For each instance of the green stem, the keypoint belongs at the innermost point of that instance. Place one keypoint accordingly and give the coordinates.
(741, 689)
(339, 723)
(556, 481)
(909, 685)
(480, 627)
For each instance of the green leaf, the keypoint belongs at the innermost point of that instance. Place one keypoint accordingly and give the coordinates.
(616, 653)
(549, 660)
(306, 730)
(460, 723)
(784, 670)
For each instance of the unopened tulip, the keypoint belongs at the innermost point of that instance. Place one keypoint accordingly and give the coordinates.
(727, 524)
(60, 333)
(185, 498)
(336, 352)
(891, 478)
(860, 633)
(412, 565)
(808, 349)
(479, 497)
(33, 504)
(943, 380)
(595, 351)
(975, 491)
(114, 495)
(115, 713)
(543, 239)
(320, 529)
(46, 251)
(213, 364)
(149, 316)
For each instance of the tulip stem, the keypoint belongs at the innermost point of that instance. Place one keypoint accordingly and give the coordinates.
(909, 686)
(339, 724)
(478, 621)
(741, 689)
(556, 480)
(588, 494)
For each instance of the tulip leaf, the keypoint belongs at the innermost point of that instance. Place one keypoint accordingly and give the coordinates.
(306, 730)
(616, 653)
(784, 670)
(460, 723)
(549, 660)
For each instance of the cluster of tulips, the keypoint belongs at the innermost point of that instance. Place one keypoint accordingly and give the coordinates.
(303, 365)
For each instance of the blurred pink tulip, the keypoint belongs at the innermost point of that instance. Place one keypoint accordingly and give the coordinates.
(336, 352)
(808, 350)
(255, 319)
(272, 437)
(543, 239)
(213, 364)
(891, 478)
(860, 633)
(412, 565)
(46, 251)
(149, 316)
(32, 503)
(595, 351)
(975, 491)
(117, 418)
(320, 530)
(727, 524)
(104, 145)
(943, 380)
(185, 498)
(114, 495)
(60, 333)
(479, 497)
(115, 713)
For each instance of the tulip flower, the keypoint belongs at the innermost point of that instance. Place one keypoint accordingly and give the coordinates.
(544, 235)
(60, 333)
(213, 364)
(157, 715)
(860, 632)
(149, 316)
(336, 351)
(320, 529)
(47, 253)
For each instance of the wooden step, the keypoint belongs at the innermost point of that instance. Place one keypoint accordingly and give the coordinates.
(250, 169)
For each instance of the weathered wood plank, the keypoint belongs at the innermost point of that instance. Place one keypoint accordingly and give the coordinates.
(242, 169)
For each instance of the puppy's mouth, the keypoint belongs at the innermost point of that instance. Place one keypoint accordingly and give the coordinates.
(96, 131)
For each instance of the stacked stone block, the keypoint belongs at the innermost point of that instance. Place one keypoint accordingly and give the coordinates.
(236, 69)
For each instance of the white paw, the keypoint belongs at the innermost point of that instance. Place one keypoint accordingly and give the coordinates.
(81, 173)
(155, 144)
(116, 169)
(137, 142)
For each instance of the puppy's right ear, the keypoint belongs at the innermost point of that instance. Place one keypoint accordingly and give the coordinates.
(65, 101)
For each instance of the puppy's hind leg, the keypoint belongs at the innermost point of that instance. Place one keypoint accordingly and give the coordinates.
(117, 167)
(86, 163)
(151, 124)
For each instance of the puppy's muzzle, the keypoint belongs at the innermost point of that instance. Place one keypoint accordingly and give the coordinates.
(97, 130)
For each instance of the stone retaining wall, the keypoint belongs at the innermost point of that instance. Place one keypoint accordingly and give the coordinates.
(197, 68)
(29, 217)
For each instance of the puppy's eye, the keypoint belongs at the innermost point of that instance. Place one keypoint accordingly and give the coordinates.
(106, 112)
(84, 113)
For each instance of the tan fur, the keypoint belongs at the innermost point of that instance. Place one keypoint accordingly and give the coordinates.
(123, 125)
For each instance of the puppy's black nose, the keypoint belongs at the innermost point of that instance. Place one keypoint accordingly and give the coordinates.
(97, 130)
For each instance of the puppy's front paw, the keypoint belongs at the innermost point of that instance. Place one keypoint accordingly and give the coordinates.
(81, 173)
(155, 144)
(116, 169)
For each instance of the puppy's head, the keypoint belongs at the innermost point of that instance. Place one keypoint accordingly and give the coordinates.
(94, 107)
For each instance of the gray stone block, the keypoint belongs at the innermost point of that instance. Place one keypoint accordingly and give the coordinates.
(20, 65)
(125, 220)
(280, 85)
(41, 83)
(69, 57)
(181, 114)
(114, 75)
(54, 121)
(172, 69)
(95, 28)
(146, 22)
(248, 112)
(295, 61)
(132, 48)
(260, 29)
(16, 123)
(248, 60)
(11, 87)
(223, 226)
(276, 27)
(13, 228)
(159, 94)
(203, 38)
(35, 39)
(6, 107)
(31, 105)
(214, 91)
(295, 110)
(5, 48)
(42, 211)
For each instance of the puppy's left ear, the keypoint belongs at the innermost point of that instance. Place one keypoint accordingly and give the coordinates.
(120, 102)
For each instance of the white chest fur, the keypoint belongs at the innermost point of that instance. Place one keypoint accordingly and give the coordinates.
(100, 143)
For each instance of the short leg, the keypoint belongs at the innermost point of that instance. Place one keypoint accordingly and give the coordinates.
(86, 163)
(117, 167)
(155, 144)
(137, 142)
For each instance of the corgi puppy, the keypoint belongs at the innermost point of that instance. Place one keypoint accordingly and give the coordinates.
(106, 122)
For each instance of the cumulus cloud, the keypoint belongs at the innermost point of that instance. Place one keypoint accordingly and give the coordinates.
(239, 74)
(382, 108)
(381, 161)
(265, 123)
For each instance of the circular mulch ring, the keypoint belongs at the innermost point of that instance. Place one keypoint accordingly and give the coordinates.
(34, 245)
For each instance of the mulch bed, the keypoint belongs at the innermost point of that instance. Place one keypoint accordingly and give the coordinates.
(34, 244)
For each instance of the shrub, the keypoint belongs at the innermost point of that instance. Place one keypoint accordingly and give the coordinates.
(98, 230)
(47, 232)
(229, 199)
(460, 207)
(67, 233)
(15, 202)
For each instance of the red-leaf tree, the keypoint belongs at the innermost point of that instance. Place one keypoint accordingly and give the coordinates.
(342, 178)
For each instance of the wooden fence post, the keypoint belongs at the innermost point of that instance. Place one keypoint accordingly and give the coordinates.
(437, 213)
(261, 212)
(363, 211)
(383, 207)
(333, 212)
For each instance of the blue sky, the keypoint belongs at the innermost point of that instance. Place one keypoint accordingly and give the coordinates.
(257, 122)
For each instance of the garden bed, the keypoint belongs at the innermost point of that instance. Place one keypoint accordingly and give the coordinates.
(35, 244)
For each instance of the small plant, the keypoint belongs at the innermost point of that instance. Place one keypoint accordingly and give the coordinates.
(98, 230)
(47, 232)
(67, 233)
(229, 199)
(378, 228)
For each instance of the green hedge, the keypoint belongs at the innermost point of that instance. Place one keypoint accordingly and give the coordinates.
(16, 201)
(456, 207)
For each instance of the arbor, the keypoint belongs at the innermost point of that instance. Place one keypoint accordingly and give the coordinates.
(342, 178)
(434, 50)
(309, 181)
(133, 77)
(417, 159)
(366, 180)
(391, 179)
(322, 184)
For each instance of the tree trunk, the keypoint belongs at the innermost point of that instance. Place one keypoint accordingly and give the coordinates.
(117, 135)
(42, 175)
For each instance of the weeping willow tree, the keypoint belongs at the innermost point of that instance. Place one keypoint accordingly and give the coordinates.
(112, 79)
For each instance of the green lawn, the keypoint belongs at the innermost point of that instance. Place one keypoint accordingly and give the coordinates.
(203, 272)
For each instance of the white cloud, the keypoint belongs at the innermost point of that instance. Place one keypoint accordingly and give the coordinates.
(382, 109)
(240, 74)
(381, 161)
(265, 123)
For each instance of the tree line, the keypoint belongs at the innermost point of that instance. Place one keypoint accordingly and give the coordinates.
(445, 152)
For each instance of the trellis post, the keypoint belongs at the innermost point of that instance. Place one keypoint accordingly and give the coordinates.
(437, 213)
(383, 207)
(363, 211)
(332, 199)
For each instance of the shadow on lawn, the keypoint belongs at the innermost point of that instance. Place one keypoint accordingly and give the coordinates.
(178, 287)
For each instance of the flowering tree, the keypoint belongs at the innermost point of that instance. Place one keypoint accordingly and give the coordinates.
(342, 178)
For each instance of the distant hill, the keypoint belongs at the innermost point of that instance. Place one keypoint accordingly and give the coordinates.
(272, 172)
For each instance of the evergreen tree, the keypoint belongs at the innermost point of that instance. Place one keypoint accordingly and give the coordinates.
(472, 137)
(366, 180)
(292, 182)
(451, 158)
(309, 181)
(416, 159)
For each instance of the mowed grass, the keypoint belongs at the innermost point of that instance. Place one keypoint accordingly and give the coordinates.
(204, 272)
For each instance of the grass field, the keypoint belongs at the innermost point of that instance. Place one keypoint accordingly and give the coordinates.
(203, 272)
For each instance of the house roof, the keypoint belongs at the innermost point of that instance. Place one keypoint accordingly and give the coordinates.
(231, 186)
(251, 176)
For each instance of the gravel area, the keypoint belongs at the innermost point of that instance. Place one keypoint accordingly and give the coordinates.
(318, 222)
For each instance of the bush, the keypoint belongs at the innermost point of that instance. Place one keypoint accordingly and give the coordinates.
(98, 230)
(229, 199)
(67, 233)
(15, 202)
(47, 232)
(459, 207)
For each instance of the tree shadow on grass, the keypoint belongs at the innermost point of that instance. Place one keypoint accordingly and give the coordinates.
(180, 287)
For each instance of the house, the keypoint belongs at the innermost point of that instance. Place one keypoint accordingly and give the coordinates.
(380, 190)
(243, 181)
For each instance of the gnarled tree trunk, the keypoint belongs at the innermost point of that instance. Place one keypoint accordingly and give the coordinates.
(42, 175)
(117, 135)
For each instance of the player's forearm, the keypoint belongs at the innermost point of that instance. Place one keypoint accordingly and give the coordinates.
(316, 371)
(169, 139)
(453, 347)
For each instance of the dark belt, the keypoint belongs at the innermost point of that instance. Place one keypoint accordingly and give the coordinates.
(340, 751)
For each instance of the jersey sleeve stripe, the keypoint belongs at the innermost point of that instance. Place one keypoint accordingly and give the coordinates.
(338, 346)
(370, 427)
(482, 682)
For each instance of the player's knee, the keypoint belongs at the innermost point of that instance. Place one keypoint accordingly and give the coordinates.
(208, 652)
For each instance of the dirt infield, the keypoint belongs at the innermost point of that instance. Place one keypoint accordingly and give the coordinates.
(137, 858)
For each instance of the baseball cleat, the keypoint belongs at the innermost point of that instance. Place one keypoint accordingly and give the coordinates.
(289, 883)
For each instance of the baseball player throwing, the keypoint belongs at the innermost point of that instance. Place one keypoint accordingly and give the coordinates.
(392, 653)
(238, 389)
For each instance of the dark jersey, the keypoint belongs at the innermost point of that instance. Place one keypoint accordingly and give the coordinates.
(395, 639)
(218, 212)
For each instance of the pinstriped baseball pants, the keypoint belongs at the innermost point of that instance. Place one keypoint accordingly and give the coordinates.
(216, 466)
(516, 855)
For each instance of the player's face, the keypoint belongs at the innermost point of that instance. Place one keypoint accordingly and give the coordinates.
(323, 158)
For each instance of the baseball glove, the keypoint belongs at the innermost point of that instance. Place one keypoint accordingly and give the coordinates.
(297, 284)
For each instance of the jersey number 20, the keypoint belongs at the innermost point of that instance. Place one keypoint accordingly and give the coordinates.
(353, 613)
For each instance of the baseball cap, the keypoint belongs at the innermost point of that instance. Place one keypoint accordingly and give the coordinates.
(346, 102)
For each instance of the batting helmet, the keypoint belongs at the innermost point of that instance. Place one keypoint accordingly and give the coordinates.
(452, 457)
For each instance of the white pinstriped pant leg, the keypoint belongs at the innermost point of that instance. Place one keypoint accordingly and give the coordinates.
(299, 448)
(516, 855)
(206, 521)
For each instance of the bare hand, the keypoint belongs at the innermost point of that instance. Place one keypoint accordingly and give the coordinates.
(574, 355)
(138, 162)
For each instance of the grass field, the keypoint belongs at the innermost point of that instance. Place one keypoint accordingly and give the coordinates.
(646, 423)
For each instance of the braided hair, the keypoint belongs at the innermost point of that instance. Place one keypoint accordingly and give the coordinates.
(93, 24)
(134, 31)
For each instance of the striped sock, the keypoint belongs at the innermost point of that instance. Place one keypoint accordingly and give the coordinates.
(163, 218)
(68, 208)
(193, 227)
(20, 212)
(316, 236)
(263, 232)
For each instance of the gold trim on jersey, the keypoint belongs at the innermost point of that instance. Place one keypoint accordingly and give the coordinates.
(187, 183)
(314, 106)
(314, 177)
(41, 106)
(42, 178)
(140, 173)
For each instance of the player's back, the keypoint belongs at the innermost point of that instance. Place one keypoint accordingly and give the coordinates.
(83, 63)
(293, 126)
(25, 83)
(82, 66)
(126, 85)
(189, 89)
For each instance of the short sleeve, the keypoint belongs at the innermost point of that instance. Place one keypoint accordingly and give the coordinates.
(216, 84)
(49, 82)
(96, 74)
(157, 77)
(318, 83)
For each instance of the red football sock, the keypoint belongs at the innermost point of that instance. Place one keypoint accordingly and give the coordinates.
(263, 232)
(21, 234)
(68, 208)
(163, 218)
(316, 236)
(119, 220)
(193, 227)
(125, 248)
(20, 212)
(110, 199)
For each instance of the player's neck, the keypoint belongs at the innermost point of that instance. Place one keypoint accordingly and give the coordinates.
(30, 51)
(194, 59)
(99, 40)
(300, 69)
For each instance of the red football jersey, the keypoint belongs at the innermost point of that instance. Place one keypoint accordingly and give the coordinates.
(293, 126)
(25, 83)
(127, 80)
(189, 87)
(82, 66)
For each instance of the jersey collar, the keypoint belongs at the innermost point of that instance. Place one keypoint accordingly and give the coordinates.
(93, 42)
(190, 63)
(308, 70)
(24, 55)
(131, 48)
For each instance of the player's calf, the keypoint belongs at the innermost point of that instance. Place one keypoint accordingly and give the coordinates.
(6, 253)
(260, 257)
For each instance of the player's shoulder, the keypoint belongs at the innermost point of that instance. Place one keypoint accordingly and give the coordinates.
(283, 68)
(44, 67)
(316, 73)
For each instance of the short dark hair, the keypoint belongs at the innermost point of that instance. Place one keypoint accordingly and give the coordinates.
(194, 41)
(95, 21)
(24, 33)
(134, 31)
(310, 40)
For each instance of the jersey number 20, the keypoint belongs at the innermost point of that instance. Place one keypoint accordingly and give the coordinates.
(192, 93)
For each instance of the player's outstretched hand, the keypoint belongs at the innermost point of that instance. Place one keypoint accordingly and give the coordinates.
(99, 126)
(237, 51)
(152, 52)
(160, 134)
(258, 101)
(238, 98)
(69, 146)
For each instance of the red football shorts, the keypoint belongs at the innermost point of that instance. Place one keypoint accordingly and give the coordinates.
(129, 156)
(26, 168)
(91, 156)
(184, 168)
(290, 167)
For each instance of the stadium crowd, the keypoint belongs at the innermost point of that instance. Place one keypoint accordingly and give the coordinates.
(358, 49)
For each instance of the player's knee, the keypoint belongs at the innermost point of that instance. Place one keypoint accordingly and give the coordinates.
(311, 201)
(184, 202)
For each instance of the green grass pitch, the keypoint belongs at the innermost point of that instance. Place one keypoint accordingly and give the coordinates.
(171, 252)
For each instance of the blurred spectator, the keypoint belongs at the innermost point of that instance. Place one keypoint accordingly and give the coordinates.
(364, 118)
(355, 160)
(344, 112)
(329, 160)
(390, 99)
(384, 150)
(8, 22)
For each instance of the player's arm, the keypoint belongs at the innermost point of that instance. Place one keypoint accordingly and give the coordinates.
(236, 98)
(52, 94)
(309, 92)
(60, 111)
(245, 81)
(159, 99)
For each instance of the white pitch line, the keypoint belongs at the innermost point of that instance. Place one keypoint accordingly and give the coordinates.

= = = = = = =

• [Aim of the task]
Include both ends. Return the line holding "For each instance of the green grass" and all lines after it in the records above, exactly as written.

• [Reply]
For each instance of the green grass pitch, the keypoint belongs at the innermost point of that instance. Place one keypoint accordingly and give the coordinates.
(171, 252)
For each instance of the blurred spectator, the keypoint belongs at the innermost point of that instance. Place one keypoint accordingly and give the coordinates.
(364, 118)
(355, 160)
(344, 112)
(329, 160)
(390, 99)
(384, 150)
(8, 22)
For each instance of the player's arm, the keypoint belongs at the innermost point of that instance. Place one keypoint accordingly and give the coordinates.
(236, 98)
(52, 94)
(309, 92)
(60, 111)
(245, 81)
(159, 99)
For each instance of the white pitch line, the keypoint belongs at the innermost point of that instance. Place one keypoint accordingly and give the coordinates.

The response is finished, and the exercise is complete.